(Prompt): Keep every line in the records below that contains the string "Query", copying each such line in full. Treat uppercase and lowercase as different.

— start of Data entries —

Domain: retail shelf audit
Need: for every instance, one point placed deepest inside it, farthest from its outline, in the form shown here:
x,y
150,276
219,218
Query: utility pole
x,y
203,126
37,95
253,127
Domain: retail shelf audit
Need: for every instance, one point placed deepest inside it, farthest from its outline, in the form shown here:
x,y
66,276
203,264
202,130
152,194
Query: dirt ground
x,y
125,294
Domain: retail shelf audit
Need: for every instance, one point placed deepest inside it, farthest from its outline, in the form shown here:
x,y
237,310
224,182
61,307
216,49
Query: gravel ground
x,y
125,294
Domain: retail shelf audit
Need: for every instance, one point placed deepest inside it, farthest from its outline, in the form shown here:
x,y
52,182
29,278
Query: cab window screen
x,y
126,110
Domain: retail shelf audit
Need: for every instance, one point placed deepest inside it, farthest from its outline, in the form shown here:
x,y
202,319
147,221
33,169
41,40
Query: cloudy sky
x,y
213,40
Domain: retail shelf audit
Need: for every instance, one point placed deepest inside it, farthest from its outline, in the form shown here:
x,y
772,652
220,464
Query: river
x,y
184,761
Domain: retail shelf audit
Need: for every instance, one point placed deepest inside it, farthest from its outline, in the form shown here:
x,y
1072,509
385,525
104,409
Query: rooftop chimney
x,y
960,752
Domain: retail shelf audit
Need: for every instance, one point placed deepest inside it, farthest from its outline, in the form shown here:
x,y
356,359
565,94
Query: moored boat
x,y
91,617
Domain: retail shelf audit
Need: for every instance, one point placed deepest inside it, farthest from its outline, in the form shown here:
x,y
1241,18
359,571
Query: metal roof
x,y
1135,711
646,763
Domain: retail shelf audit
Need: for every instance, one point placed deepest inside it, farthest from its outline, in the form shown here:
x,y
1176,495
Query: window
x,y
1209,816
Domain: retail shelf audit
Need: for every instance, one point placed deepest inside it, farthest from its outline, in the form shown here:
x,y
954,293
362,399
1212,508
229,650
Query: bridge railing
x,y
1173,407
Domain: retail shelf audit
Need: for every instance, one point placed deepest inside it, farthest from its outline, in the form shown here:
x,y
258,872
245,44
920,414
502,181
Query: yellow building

— end of Data entries —

(Solution for this exercise):
Query: utility pole
Query: dirt ground
Query: gravel ground
Query: cab window screen
Query: cloudy sky
Query: river
Query: rooftop chimney
Query: moored boat
Query: metal roof
Query: window
Query: bridge railing
Query: yellow building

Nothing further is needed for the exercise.